**TEXTE FOURNI**
%%

A une poignée de secondes près, le Stade Rochelais aurait entretenu à l’insu de son plein gré une réputation de serial loser qui, après deux finales perdues l’an dernier (Champions Cup, Top 14), plus une troisième en 2019 (Challenge européen), commençait à lui coller dangereusement aux crampons. Mais c’était compter sans la superbe abnégation de tout un groupe qui, à rebours des pronostics, a cru en sa bonne étoile jusqu’au bout, pour terrasser l’ogre irlandais du Leinster, en finale de la coupe d’Europe, jouée ce samedi après-midi dans un Stade Vélodrome de Marseille quasi plein (21-24).
Un exploit certes authentique, mais qui, au vu des 80 minutes disputées, répond à une vraie logique sportive, tant, malgré un nombre de fautes commises plus élevé que la moyenne (au point qu’il aurait pu se révéler rédhibitoire), les Maritimes ont plié, mais jamais rompu, dans une récitation aussi posée que méthodique de la fable du Lièvre et de la tortue qui vient donc de les mener sur le toit ovale du continent, eux et leur coach... irlandais, l’ex-fine gâchette du Munster et du XV du Trèfle, Ronan O’Gara.
Leinster toujours contrée, peu inspirée
24-21 au gong final avec trois essais inscrits, contre une province irlandaise toujours contrée et peu inspirée, réduite à capitaliser sur la réussite au pied de ses buteurs. Un formidable boulot des avants a permis aux Charentais-maritimes de ne jamais céder, hormis durant les dix premières minutes, à Jonathan Sexton et ses partenaires, galvanisés par une impressionnante victoire contre Toulouse en demi-finales, qui s’imaginaient sans doute déjà en train de broder sur leur maillot bleu la sixième étoile qui, précisément, allait en faire l’équipe la plus titrée du continent. Bernique !, car c’était sans compter sur l’envie irrépressible de commuer ce que l’on n’aurait pas manqué d’appeler «frustration», ou «guigne», en panache, à l’instar du choix, en deuxième mi-temps et alors que le score leur était défavorable, de chercher à marquer un essai, coûte que coûte, plutôt que de grignoter le retard pris dès l’entame, en prenant les points au pied. Pourtant, La Rochelle évoluait en infériorité numérique, suite à une faute d’anti-jeu (un croche-pied du deuxième ligne, Thomas Lavault) qu’un dénouement fatal nous aurait autorisé à qualifier d’impardonnable à ce niveau.

%%

**SECTION DONNÉES**
%%

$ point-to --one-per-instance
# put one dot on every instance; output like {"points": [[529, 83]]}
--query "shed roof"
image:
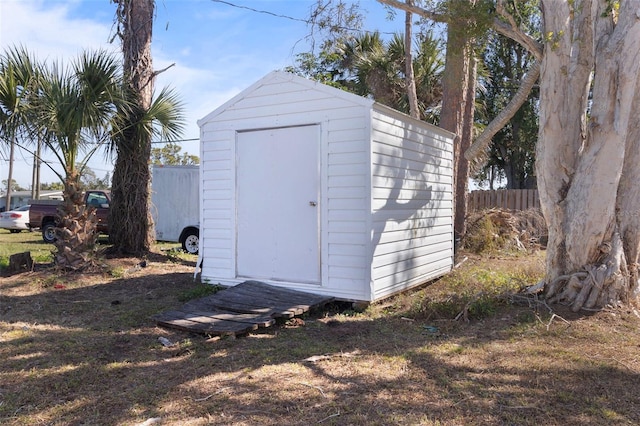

%%

**OBJECTIF ÉNONCÉ A**
D'après l'article sur la finale de la coupe d'Europe de rugby, qui entraîne le Stade Rochelais ?
**OBJECTIF ÉNONCÉ B**
Prolongez l'article sur la finale de la coupe d'Europe de rugby à la suite de sa dernière phrase.

**RÉPONSE RÉDIGÉE A**
Ronan O'Gara, ancien buteur du Munster et du XV du Trèfle.

**RÉPONSE RÉDIGÉE B**
Mais l’indiscipline, pourtant réelle, n’a pas annihilé pour autant l’esprit de conquête d’un groupe qui, à l’instar d’Ihaia West, son ouvreur/buteur si souvent raillé pour avoir naguère failli dans ce genre de contexte, avait décidément envie de démontrer que, désormais régulièrement présent dans le cénacle français et européen, il méritait bien, et cette fois pour les meilleures raisons du monde, d’«aller sur le port se mettre la tête à l’envers», comme le clamera avec toute l’ingénuité de ses 24 ans, le demi de mêlée, Thomas Berjon, entre autre symbole d’une jeunesse à l’enthousiasme irrépressible qu’il a fini par envoyer par le fond un squad irlandais imaginant que l’expérience lui suffirait à se sortir du guêpier.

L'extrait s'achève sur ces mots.